Work instructions = Which lines in the records below contain the word "tree"? Copy each of them in full.

Data for this task =
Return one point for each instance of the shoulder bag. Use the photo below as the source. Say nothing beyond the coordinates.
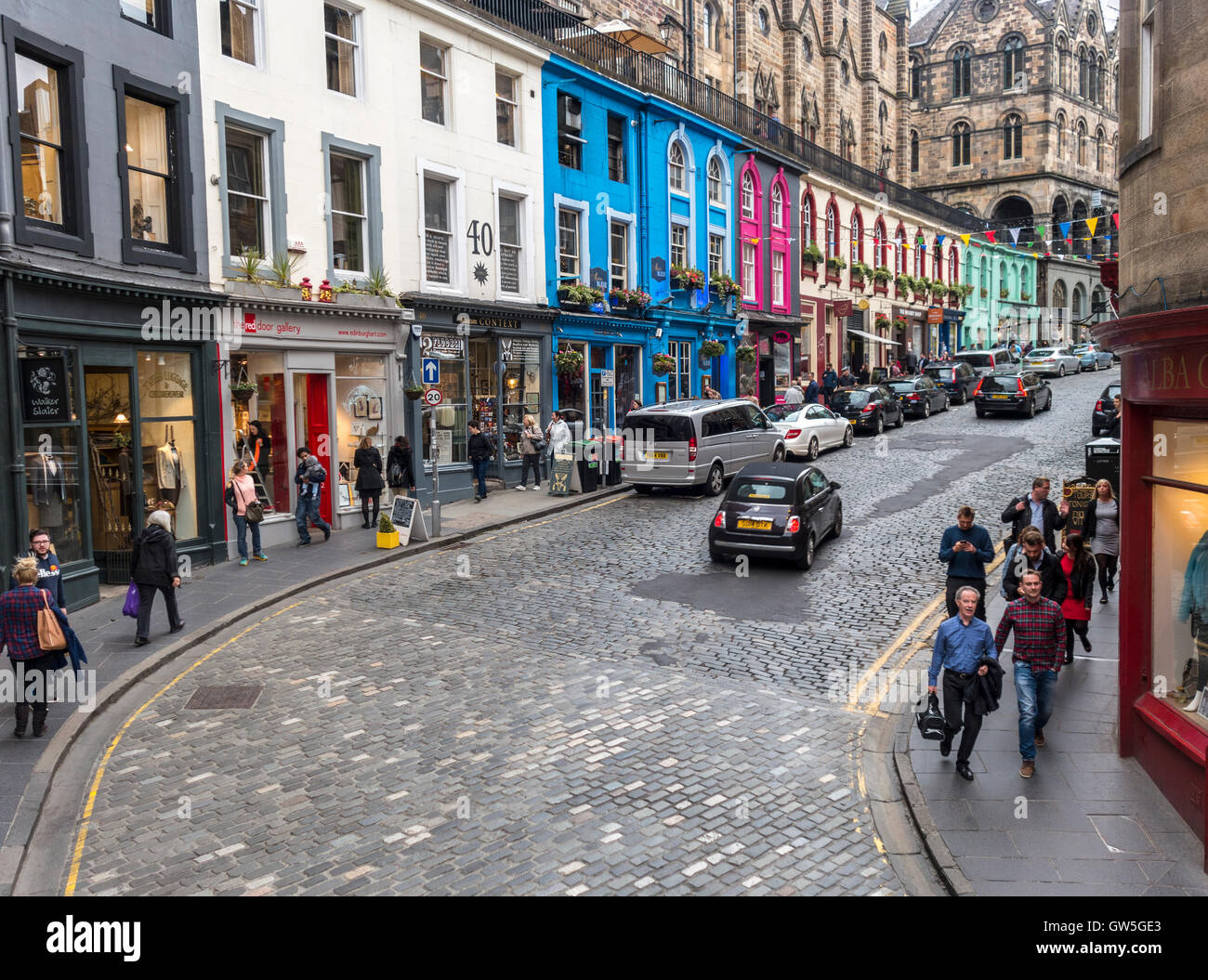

* * *

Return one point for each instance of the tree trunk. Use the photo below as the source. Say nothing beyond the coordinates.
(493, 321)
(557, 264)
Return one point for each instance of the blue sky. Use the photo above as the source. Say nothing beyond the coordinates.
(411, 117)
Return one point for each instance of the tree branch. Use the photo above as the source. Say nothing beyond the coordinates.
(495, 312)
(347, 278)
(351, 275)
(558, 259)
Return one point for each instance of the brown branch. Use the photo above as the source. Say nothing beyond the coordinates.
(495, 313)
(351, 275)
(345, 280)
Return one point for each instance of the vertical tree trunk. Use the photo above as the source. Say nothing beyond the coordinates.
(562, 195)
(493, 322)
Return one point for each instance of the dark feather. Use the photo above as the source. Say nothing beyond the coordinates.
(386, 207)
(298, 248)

--

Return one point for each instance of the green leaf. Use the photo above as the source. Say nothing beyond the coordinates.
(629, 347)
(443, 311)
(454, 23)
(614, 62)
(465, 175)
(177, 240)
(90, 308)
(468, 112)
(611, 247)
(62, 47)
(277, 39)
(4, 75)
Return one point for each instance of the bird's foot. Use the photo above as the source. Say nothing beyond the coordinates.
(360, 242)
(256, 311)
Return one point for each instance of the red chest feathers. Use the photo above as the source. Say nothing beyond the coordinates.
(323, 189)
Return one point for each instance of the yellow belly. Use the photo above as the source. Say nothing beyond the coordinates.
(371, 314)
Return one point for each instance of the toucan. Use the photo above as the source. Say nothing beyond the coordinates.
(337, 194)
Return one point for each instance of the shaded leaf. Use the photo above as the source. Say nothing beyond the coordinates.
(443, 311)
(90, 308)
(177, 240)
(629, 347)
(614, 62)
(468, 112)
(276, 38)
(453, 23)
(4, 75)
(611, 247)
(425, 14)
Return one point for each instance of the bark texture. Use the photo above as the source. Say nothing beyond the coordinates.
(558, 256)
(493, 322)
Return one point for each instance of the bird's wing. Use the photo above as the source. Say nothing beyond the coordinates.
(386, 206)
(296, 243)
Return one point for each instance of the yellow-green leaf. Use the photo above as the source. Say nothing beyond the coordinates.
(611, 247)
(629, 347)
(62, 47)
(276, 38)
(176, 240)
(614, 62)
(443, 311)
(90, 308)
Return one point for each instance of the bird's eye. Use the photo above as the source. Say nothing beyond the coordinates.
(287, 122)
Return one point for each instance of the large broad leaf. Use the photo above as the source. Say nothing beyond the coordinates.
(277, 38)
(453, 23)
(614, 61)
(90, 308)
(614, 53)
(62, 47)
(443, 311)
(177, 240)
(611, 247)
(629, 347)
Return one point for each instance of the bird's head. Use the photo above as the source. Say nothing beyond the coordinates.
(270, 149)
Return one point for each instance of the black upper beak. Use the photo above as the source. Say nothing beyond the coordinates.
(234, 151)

Exercise answer =
Return one point for each instance of the tree trunk. Use the photo below as the source. Say nothing beyond the coordinates.
Return one point for each instance of the tree branch. Use the photo above as the source. Say nothing beyond the coordinates.
Return one point for each instance of the vertical tree trunk. Use the photo above as the source. Say nothing beyond the coordinates.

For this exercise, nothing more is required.